_Set tasks_:
**a)** List every character named in the play summary, with each name given in the form the text uses.
**b)** Reproduce word for word the passage of the play summary that begins at the words "With the help" and stops after the words "his wife, Christine.".

= Le Dîner de Cons =

Comedy play by Francis Veber

Le Dîner de Cons (/fr/) is a French comedy play by Francis Veber. It premiered in 1993.

== Story ==
Pierre Brochant, a Parisian publisher, attends a weekly "idiots' dinner", where guests, who are prominent Parisian businessmen, must bring along an "idiot" whom the other guests can ridicule. At the end of the dinner, the evening's champion idiot is selected.

With the help of an "idiot scout", Brochant manages to find a "gem", François Pignon, a Finance Ministry employee whose passion is building replicas of landmarks with matchsticks. After Brochant starts to suffer from lower back pain, his wife, Christine, leaves him shortly before Pignon arrives at his apartment. Brochant initially wants Pignon to leave, but instead becomes reliant on him, because of his back problem, and his need to resolve his relationship problems. He solicits Pignon's assistance in making a series of telephone calls to locate his wife, but Pignon gaffes each time, including revealing the existence of Brochant's mistress, Marlene Sasseur, to his wife, Christine.

Brochant is also able to make amends with an old friend, Juste LeBlanc, from whom he stole Christine. Arriving at the apartment, LeBlanc switches between assisting Brochant, and laughing uncontrollably at his discomfiture. Brochant believes Christine has gone to Pascal Meneaux, a notorious philanderer. Brochant does not know how to locate Meneaux, so Pignon tries to help by bringing in a friend, Lucien Cheval, a civil servant who has Meneaux's details "on his files". Cheval arrives, but turns out to be a tax inspector, to the further distress of the wealthy Brochant, who has been evading tax, and is forced to quickly hide most of his valuables. In the act of calling the womaniser Meneaux, the tax auditor makes an unpleasant discovery about his own wife and leaves, threatening to audit Meneaux and possibly Brochant as well.

Pignon eventually discovers the truth behind the dinner that Brochant wanted to take him to. His feeling are hurt, but, well-intentioned as ever, he tries to make up for all his mistakes by calling Brochant's wife, who had been involved in a car accident after leaving the apartment for the second time (the first time being when Pignon had sent her away thinking she was really Brochant's mistress). For once he makes no mistakes in this conversation, speaking emotionally and sincerely about his own marital break up (in response to which he took up his hobby), and making up almost perfect excuses on the spot.

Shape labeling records
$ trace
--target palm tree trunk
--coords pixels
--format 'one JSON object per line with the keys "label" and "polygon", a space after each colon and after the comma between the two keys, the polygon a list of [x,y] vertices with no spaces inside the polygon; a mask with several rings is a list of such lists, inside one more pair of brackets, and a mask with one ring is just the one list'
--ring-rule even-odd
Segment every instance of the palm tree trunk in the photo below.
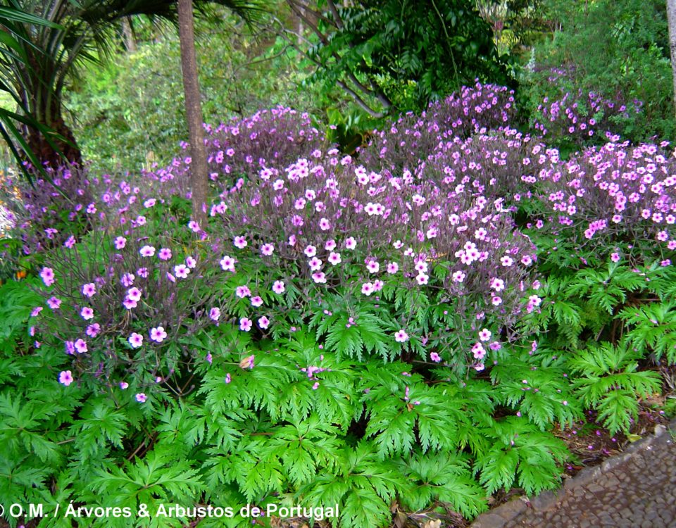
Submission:
{"label": "palm tree trunk", "polygon": [[671,51],[671,75],[674,85],[674,111],[676,114],[676,0],[667,0],[667,23],[669,26],[669,49]]}
{"label": "palm tree trunk", "polygon": [[192,191],[192,216],[203,229],[206,222],[206,199],[208,190],[208,167],[202,107],[195,57],[195,32],[192,0],[178,0],[178,36],[181,43],[181,68],[185,92],[185,114],[190,139],[190,187]]}
{"label": "palm tree trunk", "polygon": [[[54,168],[64,163],[82,167],[82,151],[75,141],[73,131],[63,121],[61,110],[53,111],[50,114],[47,116],[44,112],[39,113],[39,115],[44,116],[40,122],[65,141],[54,138],[50,142],[39,130],[27,127],[26,142],[28,146],[43,164],[49,163],[49,165]],[[61,154],[54,149],[55,145],[61,151]]]}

_Full solutions_:
**a)**
Pierre Brochant
François Pignon
Christine
Marlene Sasseur
Juste LeBlanc
Pascal Meneaux
Lucien Cheval

**b)**
With the help of an "idiot scout", Brochant manages to find a "gem", François Pignon, a Finance Ministry employee whose passion is building replicas of landmarks with matchsticks. After Brochant starts to suffer from lower back pain, his wife, Christine, leaves him shortly before Pignon arrives at his apartment. Brochant initially wants Pignon to leave, but instead becomes reliant on him, because of his back problem, and his need to resolve his relationship problems. He solicits Pignon's assistance in making a series of telephone calls to locate his wife, but Pignon gaffes each time, including revealing the existence of Brochant's mistress, Marlene Sasseur, to his wife, Christine.